**EXERCISE DIRECTIONS**
No images are to be carried over; print all other material exactly as it stands.

Labeled area outline entries
========

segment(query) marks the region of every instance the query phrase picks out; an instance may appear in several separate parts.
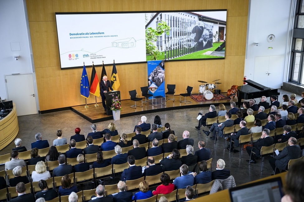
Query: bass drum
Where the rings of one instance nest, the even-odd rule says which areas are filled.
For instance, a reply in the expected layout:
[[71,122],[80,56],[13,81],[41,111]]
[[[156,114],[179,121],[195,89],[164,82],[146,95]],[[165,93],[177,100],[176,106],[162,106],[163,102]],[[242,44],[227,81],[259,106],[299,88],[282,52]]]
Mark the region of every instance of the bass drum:
[[210,100],[213,98],[213,94],[210,90],[205,90],[204,92],[204,96],[206,99]]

========

**RESULT FOR THIS EXERCISE**
segment(query) marks the region of every instance the query phrase picks out; an instance may appear in several separate parts.
Query: bass drum
Where the rings of one instance nest, the even-odd rule says which areas are filled.
For instance, a reply in the expected layout:
[[71,122],[80,56],[13,81],[41,111]]
[[[156,114],[179,121],[195,89],[164,82],[146,95]],[[165,93],[177,100],[176,106],[162,106],[163,102]],[[242,44],[227,81],[259,106],[299,88],[282,52]]]
Mark the region of every instance of the bass drum:
[[210,100],[213,98],[213,94],[210,90],[205,90],[204,92],[204,96],[206,99]]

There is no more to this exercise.